Data entries =

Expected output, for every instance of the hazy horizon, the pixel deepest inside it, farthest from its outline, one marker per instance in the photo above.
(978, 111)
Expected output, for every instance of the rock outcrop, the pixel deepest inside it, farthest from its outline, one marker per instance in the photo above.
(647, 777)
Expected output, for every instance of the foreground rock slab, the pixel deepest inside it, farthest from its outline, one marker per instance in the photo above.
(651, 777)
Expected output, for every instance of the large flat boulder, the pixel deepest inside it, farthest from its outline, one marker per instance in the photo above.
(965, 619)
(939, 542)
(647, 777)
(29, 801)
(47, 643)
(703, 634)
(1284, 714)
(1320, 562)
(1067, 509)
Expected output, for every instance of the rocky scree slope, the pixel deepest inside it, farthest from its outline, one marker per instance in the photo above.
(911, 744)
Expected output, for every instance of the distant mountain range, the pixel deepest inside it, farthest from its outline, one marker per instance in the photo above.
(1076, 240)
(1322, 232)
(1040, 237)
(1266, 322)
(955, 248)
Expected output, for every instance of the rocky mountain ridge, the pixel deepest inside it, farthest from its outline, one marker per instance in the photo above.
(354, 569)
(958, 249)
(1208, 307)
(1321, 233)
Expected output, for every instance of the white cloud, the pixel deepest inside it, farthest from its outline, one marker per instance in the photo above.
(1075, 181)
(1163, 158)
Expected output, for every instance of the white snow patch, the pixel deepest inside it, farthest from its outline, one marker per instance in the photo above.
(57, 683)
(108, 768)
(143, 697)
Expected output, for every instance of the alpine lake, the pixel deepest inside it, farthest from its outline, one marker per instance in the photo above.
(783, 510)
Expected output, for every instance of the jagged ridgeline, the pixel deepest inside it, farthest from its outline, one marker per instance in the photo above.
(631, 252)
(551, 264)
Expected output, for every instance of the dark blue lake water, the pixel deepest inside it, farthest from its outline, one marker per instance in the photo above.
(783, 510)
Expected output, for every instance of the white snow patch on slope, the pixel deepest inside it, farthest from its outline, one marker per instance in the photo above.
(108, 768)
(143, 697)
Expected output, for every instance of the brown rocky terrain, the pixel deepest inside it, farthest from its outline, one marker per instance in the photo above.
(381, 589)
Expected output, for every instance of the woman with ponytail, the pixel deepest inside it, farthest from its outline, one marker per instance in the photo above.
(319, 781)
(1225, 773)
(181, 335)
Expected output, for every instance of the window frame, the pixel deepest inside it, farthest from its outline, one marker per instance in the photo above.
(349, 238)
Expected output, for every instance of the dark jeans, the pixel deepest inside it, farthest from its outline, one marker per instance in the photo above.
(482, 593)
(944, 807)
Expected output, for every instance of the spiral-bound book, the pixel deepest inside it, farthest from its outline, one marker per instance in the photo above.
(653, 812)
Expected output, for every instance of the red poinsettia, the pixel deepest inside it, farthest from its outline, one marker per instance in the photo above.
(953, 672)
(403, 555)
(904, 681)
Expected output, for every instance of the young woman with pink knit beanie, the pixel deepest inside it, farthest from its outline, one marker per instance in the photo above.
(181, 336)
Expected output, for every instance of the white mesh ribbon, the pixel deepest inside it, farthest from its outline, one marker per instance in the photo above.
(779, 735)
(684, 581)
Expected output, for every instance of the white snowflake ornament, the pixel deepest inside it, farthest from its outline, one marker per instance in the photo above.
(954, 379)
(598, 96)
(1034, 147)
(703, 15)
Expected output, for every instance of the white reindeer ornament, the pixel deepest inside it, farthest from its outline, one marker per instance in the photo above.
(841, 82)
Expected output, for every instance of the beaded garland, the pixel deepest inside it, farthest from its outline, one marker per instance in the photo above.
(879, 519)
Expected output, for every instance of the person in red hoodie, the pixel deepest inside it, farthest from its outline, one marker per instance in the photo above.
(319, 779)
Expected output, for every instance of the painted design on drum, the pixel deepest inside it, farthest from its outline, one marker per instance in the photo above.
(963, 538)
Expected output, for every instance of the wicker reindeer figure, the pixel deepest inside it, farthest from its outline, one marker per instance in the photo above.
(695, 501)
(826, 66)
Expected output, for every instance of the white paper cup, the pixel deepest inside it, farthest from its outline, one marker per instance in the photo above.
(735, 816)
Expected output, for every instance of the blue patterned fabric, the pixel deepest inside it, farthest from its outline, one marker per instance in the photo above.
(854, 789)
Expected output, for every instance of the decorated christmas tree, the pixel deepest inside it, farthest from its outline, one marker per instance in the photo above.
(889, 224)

INSTRUCTIONS TO FOLLOW =
Copy the material from its first line through the line containing "(1321, 233)", both included, keeping the requests as they are. Increase every coordinate in the answers by 41.

RESULT FOR THIS TASK =
Expected output, for every instance of the hazy horizon, the pixel deepest inside it, farthest from its outline, one marker per instance in the photo above.
(1019, 152)
Expected output, for every instance of the rock outcrop, the pixel deepest inside it, farthest from its outline, one marker per instance in the photo above.
(688, 818)
Expected output, for every instance of the foreground rock slab, the pixel deepest inside it, farthest from its outline, one marker per instance in the photo above.
(692, 818)
Expected output, for every instance of the large flat boulder, the pixel deepest inside it, farthest from its outline, one marker per instance in the photo above.
(1006, 660)
(980, 583)
(688, 818)
(70, 842)
(88, 684)
(744, 675)
(1325, 755)
(1361, 603)
(1108, 550)
Expected output, for every instance of the rocky scree slope, the pixel deepest inside it, farthest from its outline, one marker per instance in the photo above.
(952, 785)
Expected output, for every instance of the distant mountain range, the pixel deepest inside it, farthest from its outline, one marker per instance in the photo above.
(1117, 281)
(1363, 273)
(1081, 278)
(1307, 363)
(996, 289)
Expected output, for every instance of the rocky mountain ridge, the pixel deepest inside it, farthest from its outline, one marker per instance in the photo above.
(395, 610)
(999, 290)
(1249, 348)
(1362, 274)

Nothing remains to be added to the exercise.